* [TASK INPUT]
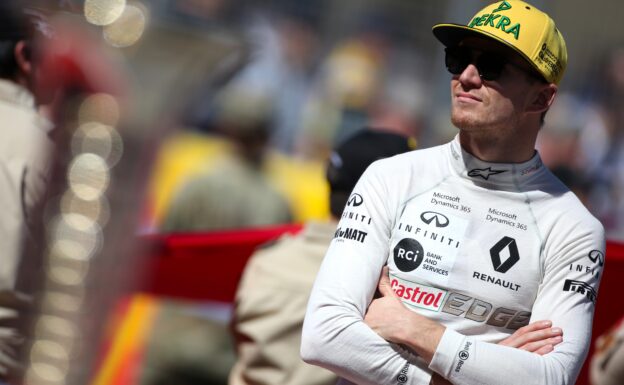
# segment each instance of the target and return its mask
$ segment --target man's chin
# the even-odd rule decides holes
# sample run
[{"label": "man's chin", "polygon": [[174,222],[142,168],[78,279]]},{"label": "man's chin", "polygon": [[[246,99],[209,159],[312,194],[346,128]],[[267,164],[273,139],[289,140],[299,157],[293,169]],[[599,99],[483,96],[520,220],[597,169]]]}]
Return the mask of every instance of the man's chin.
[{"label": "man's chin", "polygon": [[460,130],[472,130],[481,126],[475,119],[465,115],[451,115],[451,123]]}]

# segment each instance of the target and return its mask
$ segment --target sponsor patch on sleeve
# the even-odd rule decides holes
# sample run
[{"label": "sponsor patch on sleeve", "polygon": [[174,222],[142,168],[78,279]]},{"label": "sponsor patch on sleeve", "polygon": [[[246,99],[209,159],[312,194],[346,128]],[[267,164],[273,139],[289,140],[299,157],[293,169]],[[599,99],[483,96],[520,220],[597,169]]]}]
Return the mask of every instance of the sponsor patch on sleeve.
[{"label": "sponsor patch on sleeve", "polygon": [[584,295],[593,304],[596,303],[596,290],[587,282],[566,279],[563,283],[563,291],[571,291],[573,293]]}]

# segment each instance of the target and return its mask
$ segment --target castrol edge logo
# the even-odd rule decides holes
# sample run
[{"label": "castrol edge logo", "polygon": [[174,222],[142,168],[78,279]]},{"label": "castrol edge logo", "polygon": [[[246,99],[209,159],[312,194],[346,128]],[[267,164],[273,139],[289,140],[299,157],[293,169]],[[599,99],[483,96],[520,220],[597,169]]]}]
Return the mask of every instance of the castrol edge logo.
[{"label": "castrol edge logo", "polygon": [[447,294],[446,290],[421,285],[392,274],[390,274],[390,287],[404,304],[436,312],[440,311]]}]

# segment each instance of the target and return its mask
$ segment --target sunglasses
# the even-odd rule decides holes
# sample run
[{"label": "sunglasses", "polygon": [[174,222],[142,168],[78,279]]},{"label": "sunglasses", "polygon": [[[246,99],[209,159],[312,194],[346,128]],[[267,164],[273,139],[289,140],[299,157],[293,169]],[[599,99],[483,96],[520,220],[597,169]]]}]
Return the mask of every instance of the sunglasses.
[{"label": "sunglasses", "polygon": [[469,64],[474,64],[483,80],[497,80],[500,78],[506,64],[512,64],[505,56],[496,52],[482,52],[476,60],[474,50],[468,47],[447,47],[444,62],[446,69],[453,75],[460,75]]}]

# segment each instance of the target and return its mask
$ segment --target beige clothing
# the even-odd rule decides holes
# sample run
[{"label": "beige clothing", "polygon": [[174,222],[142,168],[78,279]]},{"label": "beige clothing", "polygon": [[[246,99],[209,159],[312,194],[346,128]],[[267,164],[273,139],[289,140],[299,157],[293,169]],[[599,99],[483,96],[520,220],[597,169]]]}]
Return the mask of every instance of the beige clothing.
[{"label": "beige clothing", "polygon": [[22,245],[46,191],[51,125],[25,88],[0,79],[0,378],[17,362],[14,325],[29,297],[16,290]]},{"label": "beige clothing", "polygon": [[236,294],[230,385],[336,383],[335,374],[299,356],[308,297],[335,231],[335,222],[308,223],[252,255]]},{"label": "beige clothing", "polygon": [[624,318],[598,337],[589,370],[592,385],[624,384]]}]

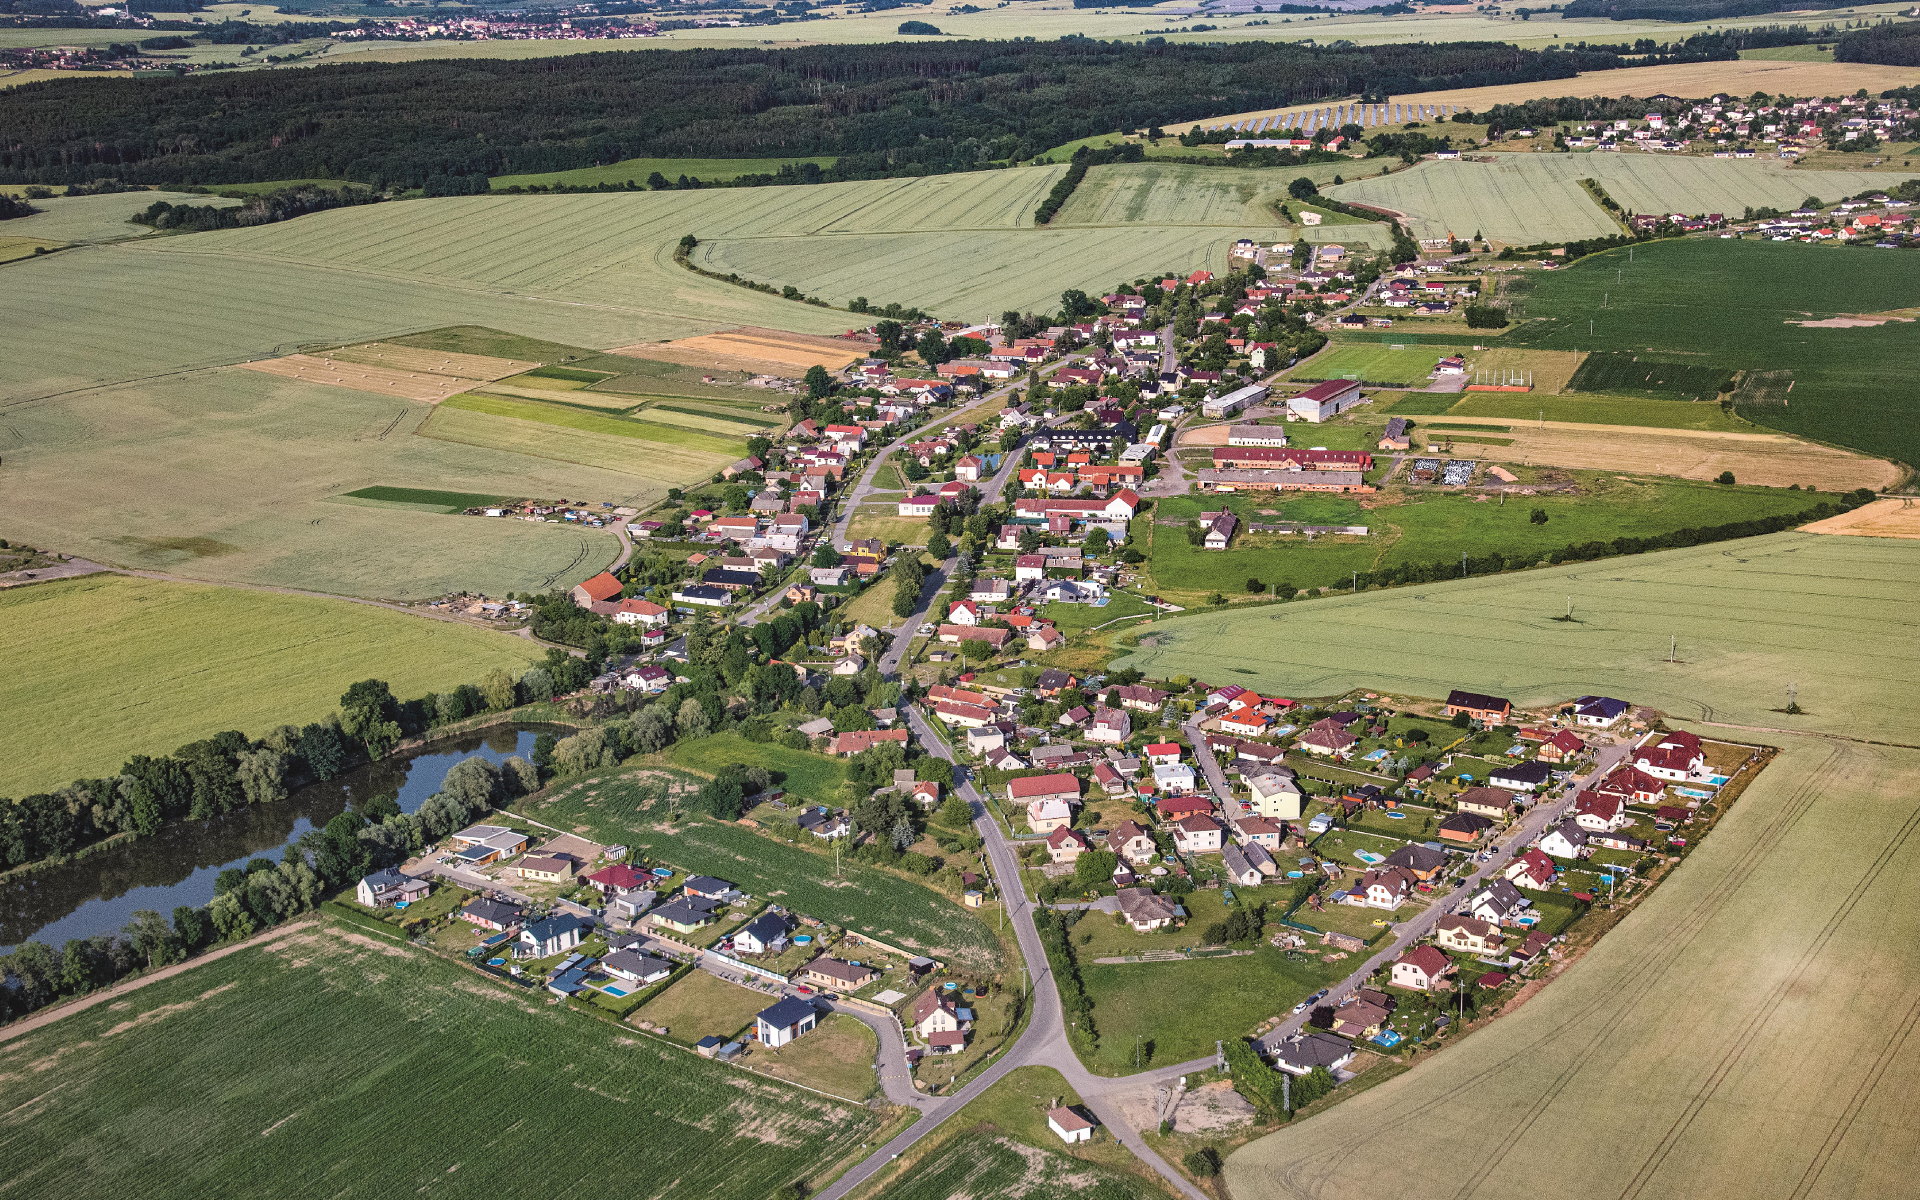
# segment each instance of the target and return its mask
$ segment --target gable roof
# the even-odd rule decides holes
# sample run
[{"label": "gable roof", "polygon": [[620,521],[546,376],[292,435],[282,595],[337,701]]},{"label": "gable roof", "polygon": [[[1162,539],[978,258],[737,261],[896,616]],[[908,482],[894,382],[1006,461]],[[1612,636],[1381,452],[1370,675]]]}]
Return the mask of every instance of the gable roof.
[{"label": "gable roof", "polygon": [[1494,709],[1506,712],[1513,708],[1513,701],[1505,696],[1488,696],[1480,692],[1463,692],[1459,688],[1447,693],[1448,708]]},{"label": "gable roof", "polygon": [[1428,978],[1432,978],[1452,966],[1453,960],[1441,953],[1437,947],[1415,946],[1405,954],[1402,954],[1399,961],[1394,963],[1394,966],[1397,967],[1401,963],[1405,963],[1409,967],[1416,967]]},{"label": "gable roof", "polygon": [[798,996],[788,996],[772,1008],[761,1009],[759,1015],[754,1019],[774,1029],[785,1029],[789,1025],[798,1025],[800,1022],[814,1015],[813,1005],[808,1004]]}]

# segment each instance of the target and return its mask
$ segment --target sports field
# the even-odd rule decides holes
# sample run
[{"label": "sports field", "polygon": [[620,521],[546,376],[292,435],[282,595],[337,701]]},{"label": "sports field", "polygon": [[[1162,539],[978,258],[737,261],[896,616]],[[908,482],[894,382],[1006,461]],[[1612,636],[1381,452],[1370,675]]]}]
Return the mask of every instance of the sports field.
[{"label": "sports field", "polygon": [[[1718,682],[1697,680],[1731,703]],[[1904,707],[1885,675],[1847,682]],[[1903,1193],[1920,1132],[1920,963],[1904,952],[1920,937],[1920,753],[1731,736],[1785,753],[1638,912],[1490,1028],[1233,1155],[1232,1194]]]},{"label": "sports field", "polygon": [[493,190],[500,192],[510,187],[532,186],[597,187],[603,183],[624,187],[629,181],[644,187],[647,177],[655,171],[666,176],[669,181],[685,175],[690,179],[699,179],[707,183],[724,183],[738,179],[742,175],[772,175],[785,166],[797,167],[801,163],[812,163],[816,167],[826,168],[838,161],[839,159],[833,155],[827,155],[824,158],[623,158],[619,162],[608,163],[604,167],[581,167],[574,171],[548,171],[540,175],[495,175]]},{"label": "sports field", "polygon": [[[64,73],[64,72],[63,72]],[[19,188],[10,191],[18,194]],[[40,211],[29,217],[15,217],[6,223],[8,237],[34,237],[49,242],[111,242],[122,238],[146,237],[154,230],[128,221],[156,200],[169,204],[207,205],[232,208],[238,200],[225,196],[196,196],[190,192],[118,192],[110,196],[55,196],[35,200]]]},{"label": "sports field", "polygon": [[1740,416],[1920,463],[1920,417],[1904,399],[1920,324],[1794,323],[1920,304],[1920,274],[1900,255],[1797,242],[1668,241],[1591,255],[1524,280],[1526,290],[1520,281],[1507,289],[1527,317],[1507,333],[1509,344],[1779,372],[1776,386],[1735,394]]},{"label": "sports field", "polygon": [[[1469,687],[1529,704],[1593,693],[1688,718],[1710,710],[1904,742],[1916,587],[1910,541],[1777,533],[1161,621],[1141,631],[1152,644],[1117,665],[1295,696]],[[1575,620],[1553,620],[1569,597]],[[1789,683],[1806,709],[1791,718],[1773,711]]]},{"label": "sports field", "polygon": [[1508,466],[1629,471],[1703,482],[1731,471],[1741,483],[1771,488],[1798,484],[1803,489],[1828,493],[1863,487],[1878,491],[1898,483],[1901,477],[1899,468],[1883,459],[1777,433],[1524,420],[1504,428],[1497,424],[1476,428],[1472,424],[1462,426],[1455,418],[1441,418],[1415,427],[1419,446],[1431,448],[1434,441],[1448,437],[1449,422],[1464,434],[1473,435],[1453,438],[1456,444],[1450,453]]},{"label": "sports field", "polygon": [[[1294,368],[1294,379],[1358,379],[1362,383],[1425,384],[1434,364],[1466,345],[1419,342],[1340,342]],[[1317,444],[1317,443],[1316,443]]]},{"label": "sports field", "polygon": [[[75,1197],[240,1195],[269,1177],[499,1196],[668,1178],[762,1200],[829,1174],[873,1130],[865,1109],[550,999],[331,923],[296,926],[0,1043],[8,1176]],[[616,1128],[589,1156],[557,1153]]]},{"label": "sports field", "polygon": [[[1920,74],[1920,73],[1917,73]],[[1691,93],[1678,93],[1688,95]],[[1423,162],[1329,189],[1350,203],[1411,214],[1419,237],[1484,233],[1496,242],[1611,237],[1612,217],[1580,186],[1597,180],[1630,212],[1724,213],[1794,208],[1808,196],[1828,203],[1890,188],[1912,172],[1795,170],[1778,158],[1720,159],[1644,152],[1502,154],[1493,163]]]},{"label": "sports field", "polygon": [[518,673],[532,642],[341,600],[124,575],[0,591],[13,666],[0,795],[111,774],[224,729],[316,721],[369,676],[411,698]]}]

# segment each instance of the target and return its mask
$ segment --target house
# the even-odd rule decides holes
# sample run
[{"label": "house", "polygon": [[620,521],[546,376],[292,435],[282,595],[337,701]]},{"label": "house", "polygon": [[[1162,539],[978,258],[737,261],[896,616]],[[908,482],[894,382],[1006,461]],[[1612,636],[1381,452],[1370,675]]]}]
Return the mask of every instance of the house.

* [TASK ITEM] Whenever a line of the records holds the string "house", pick it out and copy it.

* [PROBLEM SOLUTION]
$ segment --target house
[{"label": "house", "polygon": [[620,521],[546,376],[292,435],[282,595],[337,701]]},{"label": "house", "polygon": [[[1162,539],[978,258],[737,261],[896,616]],[[908,482],[894,382],[1006,461]],[[1612,636],[1381,452],[1370,675]]]}]
Return the mask of every instance of the house.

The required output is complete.